**** Text extract

There was a show on TLC called Overhaulin’, on which expert mechanics would “steal” classic cars from their owners, completely transform them, then unveil the chrome candy to the stunned marks while cameras rolled. They always came off thrilled, but there was something else in a few of their faces, a pinched regret. The overhauled cars were perfect, but in exchange for that perfection they lost patina—the dents and quirks and memories. The guy who loved to tear down roads in his ’67 Mustang Fastback was suddenly afraid to breathe on it. But it sure was pretty.
Looking at images of Downtown’s old Fitzgeralds Casino and its overhaul-in-progress, the D Las Vegas, I can’t help feeling a twinge. The new website is all leather pants and intrigue and cocktails as effervescent as the models cradling them. The rooms glow with white light and white linens, and the casino is populated with revelers who look like the Overhaulin’ crew buffed and painted them for the big reveal. It’s gorgeous, but it’s not the Fitz, and that’s the idea.
“The new name is accompanied by extensive renovations that will deliver the fresh, energetic attitude and fun atmosphere synonymous with downtown Las Vegas,” reads a press release about the $15 million “dramatic transformation,” to be completed this fall. But put that up against this Google review of the Fitz posted by RobertG last October: “Cheapest drinks of any casino we visited, had a real old-school flair to it (as you’d expect from a Fremont casino).”

********
**** Extracted entries

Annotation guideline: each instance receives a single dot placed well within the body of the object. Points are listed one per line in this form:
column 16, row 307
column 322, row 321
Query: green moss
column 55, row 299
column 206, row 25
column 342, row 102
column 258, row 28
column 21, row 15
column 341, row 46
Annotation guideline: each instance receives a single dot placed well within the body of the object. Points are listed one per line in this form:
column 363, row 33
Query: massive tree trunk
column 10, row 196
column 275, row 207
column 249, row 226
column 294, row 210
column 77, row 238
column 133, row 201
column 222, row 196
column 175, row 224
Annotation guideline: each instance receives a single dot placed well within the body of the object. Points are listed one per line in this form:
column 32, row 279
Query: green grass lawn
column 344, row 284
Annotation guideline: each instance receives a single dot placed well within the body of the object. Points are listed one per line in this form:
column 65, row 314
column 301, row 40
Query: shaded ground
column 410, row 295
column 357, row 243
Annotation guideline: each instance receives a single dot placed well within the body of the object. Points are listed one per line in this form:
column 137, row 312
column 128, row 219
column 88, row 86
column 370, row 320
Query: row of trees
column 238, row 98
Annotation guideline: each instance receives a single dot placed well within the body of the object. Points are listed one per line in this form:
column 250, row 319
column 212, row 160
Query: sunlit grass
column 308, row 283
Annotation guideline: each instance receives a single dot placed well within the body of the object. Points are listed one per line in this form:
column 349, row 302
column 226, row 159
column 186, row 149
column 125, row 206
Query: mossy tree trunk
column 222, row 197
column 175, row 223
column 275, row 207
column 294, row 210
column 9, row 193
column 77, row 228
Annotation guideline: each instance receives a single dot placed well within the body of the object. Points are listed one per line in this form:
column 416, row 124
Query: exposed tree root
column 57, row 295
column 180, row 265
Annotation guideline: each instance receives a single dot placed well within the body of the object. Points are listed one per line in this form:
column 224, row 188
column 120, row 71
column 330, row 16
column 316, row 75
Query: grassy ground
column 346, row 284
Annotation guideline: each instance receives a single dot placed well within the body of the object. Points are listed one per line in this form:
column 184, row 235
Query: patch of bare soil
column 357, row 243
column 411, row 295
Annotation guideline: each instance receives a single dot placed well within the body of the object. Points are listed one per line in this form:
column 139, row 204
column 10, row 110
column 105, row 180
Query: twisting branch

********
**** Extracted entries

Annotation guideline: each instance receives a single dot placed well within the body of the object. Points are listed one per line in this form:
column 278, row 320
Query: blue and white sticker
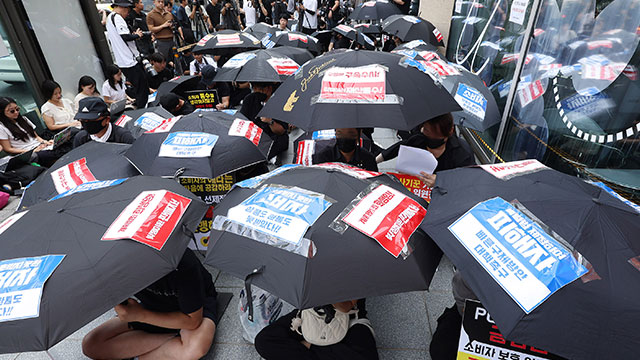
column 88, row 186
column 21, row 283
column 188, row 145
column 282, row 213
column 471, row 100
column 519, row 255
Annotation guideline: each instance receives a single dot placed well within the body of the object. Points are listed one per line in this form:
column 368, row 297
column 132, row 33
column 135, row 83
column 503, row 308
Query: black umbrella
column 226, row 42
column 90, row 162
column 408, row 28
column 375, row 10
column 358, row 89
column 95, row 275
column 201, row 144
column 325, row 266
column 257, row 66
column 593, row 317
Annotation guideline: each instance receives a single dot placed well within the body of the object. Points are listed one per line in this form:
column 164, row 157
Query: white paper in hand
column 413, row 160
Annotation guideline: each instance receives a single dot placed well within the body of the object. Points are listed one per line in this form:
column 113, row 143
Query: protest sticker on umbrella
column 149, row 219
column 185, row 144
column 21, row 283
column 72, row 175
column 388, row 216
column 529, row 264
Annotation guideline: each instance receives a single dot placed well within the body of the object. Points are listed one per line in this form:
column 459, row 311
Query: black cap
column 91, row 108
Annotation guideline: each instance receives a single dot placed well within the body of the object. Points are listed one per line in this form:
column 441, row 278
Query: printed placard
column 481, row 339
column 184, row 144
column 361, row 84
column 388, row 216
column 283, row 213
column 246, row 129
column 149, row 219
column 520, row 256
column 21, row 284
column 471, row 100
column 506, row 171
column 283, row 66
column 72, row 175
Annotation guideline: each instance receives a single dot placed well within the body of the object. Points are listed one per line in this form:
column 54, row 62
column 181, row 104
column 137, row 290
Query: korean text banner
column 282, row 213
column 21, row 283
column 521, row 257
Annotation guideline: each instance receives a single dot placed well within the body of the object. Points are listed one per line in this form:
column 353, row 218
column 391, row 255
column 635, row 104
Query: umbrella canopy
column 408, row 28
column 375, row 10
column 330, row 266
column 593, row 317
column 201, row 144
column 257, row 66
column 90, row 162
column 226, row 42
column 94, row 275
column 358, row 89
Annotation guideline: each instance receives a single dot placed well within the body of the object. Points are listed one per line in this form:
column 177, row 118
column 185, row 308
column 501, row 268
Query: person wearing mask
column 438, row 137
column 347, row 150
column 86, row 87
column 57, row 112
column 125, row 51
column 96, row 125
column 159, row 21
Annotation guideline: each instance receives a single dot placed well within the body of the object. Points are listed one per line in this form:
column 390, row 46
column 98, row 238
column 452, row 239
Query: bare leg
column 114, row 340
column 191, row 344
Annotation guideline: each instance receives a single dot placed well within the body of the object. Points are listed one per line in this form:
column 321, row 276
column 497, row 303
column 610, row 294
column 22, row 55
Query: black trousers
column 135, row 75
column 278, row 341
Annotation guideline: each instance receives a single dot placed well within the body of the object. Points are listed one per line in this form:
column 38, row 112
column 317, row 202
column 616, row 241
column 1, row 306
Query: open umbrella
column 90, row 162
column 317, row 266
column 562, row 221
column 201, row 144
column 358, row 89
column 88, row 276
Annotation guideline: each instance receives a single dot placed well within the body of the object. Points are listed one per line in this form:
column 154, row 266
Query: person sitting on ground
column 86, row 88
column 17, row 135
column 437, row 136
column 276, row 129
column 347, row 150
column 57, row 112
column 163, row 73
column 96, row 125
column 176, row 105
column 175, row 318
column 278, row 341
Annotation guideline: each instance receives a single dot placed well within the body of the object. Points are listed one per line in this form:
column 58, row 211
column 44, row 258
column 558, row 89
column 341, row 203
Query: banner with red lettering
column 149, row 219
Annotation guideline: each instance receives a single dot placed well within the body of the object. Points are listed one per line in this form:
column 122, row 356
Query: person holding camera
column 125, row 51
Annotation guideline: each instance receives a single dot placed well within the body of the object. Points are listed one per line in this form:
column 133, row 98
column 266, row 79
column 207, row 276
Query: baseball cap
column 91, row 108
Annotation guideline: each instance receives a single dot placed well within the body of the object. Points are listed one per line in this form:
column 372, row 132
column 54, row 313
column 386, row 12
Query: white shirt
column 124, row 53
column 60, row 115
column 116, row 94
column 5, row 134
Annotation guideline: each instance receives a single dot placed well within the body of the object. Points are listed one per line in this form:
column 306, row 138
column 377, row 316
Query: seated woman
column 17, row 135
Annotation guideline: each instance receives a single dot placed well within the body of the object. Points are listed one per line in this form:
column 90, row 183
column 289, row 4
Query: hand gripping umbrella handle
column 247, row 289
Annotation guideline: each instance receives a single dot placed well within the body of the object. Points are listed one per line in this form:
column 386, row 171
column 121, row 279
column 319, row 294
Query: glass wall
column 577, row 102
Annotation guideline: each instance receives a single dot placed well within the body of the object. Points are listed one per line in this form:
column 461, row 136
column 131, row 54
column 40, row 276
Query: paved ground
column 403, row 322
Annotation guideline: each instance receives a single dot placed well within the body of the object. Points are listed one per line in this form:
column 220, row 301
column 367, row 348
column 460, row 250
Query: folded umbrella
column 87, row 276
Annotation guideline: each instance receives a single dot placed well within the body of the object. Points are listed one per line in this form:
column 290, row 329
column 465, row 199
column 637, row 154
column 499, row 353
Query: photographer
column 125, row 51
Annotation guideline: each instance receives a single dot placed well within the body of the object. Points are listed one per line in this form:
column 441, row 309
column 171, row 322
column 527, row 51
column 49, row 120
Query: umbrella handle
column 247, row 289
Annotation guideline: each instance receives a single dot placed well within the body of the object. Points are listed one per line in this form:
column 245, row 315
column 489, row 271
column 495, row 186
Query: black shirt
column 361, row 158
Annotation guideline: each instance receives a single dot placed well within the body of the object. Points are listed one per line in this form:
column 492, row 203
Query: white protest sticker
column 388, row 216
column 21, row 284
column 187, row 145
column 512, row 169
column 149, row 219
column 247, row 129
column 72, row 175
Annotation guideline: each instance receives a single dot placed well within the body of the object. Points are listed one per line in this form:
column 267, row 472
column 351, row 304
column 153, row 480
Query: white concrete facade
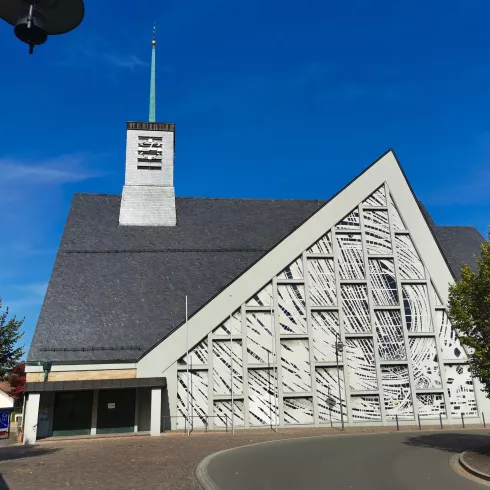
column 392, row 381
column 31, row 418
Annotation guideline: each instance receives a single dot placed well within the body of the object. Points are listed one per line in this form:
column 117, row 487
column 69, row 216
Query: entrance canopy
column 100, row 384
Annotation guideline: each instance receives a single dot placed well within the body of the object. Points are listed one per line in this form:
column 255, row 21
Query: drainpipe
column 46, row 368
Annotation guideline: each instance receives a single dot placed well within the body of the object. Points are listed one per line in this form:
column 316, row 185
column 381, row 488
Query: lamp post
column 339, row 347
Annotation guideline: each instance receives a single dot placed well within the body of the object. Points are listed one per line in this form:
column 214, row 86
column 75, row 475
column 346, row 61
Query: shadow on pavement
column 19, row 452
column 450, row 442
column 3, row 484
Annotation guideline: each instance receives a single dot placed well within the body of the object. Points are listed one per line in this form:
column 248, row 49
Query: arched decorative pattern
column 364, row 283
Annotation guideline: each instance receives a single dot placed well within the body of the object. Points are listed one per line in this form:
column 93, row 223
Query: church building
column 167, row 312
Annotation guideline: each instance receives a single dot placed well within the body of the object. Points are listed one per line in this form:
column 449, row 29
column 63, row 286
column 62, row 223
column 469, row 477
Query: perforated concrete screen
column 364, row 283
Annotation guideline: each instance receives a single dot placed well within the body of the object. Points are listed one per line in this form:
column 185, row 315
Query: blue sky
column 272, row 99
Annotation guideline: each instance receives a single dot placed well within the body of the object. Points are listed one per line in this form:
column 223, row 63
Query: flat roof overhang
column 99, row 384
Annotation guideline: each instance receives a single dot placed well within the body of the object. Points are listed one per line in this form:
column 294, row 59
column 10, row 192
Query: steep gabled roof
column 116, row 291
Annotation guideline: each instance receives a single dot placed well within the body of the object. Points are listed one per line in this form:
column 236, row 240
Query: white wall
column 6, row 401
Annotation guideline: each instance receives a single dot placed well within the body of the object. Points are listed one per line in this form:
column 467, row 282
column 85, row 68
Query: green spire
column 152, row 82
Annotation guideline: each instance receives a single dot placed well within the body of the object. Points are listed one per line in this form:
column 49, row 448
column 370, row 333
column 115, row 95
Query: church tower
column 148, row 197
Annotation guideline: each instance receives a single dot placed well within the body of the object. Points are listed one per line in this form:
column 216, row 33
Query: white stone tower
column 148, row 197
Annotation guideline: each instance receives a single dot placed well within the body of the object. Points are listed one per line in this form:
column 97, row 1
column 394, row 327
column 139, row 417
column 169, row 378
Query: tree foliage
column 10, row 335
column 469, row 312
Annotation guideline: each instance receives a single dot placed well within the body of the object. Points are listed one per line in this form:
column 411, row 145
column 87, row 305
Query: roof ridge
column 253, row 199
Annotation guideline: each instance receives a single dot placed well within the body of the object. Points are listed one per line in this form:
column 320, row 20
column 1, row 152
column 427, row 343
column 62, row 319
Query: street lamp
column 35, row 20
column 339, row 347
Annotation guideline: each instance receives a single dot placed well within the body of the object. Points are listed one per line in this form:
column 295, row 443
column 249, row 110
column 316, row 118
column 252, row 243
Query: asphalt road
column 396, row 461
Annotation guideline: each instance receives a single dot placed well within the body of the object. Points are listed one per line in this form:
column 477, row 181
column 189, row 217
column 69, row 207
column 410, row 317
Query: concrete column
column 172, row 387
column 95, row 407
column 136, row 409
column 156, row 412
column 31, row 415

********

Stated exercise
Quote the passage of the Fitzgeralds Casino text above between "There was a" and "sure was pretty.", inclusive.

Finished exercise
There was a show on TLC called Overhaulin’, on which expert mechanics would “steal” classic cars from their owners, completely transform them, then unveil the chrome candy to the stunned marks while cameras rolled. They always came off thrilled, but there was something else in a few of their faces, a pinched regret. The overhauled cars were perfect, but in exchange for that perfection they lost patina—the dents and quirks and memories. The guy who loved to tear down roads in his ’67 Mustang Fastback was suddenly afraid to breathe on it. But it sure was pretty.